Reproduce every record below word for word, leaving out the pictures.

**Source data**:
* Start *

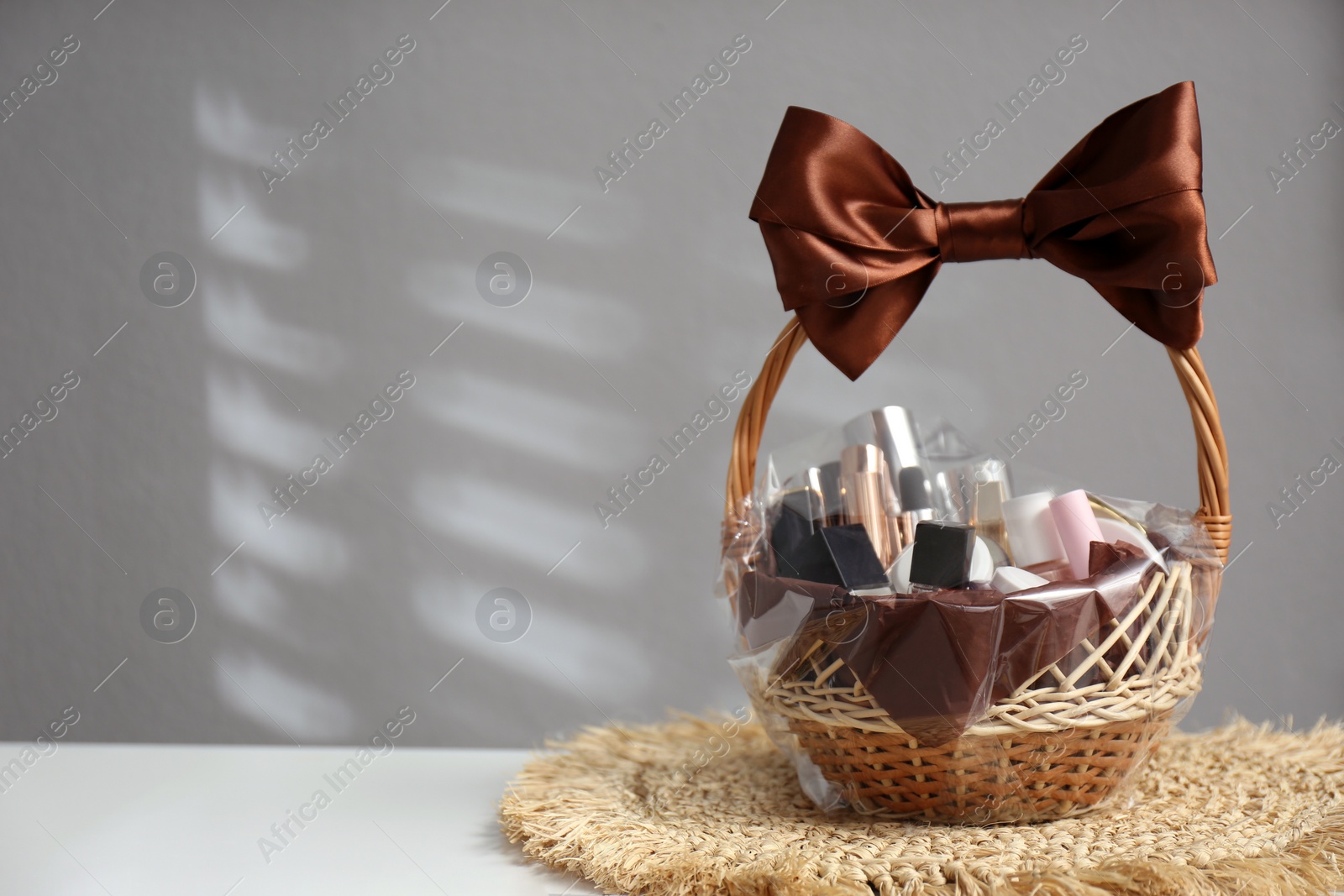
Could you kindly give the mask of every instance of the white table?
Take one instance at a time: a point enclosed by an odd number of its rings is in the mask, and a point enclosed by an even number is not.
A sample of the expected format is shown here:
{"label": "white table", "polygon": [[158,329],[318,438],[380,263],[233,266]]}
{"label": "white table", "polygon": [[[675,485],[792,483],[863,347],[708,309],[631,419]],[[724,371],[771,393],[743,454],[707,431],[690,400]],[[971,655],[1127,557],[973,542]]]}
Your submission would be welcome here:
{"label": "white table", "polygon": [[[0,743],[0,893],[595,892],[524,864],[500,834],[495,807],[521,750],[396,747],[335,778],[355,748],[58,742],[5,772],[24,746]],[[289,813],[312,819],[277,836]]]}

* End *

**Complete response**:
Could you kindly give the mask of every instance of the white table?
Take one instance at a time: a point enclosed by an odd number of its rings is in the mask, and a point enclosed by an even number is not.
A sample of the expected format is shown here:
{"label": "white table", "polygon": [[158,329],[318,438],[380,263],[233,266]]}
{"label": "white table", "polygon": [[[675,485],[792,483],[863,347],[708,309],[631,419]],[[724,371],[771,393],[743,454],[707,431],[690,400]],[[971,655],[1127,557],[973,542]]]}
Your submission would be welcome here:
{"label": "white table", "polygon": [[[0,743],[0,893],[595,892],[524,864],[500,834],[495,807],[521,750],[396,747],[335,778],[355,748],[58,742],[5,772],[24,746]],[[289,813],[312,819],[277,836]]]}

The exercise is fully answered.